:: Task requirements ::
Recast the material below as a Markdown table with the columns Row and Line, from the line containing "Exercise. Mark every instance of the wide-brimmed" through the line containing "pixel 278 293". Include only those lines, one numbered row per line, and leave out blank lines.

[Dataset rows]
_____

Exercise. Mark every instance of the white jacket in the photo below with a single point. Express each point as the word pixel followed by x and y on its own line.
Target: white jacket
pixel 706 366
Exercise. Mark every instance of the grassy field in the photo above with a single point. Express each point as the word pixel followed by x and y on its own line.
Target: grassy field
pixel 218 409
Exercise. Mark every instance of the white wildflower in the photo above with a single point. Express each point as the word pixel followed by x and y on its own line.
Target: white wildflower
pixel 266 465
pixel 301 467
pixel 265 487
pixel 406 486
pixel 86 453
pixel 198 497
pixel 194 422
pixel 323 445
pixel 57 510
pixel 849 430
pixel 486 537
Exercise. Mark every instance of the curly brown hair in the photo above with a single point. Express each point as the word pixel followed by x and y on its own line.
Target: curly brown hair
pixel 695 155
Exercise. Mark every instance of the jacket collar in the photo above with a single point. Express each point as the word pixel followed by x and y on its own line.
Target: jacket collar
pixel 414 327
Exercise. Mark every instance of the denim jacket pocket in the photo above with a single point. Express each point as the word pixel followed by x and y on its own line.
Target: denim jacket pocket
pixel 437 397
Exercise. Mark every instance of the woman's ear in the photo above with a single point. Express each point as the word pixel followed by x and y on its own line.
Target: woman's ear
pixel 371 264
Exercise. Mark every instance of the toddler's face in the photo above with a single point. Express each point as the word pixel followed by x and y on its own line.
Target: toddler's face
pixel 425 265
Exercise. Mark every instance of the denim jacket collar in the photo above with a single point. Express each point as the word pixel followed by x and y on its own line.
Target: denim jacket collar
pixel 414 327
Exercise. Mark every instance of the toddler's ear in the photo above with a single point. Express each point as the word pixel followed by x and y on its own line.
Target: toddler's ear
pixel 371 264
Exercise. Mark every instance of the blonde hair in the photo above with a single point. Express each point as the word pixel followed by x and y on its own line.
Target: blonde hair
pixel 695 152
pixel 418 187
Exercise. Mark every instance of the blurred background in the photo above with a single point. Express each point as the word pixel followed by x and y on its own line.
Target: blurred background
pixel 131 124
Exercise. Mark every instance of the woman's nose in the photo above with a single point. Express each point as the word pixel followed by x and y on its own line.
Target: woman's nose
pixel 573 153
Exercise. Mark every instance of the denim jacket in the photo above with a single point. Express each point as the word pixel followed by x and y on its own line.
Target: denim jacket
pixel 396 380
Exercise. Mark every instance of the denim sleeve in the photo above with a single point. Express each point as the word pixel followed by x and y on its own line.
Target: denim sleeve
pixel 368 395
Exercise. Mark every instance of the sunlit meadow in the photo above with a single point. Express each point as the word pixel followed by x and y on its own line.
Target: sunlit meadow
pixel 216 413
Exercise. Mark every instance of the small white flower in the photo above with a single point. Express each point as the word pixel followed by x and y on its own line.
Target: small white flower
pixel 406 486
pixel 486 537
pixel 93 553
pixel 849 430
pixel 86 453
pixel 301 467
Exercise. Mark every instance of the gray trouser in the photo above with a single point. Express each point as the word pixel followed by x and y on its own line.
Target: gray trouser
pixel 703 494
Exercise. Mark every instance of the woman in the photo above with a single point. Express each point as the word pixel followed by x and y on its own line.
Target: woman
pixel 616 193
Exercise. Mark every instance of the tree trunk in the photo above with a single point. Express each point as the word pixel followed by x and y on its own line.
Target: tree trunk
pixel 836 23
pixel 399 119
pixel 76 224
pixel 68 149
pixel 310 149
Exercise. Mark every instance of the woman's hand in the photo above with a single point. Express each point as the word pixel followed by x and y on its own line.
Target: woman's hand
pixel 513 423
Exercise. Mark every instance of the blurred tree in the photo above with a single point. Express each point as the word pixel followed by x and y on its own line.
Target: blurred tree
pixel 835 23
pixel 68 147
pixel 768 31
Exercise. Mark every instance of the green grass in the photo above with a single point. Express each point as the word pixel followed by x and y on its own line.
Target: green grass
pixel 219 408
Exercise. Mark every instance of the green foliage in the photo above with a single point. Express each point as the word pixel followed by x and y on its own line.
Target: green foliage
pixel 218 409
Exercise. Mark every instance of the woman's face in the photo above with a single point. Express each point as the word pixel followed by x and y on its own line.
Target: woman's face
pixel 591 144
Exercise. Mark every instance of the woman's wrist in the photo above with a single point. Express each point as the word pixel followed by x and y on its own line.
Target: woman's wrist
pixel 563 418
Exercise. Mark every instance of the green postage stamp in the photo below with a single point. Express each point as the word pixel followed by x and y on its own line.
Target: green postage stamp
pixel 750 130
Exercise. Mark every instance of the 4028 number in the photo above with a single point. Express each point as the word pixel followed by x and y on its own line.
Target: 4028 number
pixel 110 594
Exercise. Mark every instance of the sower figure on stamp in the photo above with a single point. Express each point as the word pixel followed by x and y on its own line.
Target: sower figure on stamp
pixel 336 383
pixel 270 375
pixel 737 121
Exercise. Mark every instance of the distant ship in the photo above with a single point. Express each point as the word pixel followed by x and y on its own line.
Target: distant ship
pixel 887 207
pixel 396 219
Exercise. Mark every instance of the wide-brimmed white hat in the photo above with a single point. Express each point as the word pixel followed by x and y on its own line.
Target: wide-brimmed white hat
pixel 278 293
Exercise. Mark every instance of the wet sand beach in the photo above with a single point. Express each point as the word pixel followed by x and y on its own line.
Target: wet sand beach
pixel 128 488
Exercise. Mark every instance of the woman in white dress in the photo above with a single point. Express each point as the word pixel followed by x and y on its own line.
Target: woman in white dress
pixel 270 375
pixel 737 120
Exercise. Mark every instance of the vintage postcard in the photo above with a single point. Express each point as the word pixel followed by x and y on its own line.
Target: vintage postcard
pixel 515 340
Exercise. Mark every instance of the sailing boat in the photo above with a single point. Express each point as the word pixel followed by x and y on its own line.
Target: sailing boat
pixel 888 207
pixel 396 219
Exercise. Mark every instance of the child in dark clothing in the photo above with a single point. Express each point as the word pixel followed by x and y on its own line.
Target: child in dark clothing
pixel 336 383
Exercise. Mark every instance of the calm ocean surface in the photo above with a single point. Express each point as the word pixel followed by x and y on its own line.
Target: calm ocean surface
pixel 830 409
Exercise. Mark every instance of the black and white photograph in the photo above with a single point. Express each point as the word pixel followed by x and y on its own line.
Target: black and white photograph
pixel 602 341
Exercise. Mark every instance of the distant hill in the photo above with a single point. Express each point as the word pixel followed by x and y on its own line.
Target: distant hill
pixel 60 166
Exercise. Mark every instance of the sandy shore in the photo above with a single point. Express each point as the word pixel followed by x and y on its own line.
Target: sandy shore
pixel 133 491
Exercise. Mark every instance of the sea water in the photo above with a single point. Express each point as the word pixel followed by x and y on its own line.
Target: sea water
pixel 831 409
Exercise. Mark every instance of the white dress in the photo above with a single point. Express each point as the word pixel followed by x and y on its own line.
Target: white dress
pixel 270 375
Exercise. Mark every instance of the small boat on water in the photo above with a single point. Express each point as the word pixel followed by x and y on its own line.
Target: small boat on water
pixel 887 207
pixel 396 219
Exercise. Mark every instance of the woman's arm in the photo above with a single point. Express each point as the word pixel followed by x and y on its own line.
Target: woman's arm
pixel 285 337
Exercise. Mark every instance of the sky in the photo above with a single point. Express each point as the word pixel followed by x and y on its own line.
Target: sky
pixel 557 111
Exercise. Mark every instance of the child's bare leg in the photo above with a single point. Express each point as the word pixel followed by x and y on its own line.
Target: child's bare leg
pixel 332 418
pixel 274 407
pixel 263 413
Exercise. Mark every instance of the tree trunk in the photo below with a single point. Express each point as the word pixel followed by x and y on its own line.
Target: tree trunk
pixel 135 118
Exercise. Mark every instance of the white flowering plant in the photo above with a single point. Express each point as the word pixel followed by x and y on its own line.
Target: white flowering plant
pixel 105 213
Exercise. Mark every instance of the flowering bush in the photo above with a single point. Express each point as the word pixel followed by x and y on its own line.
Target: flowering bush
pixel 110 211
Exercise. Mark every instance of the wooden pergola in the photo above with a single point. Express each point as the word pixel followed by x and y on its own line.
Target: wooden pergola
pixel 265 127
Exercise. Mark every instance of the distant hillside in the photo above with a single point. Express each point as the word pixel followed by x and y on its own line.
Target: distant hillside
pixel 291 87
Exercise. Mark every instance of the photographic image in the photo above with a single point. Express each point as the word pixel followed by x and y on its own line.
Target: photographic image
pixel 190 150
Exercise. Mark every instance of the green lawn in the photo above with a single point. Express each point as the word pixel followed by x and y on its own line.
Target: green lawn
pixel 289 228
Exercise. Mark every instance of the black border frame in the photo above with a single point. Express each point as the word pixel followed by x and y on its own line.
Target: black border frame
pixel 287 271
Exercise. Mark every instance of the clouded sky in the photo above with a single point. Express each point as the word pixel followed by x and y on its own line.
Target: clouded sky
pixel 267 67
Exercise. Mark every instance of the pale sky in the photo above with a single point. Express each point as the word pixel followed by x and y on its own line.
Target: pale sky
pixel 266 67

_____

:: Output of the task ::
| Row | Line |
|---|---|
| 1 | Exercise. Mark every instance of the wide-brimmed white hat in the photo above with a single point. Express each point as the word pixel followed by x and y on its own line. |
| 2 | Target: wide-brimmed white hat |
| 3 | pixel 278 293 |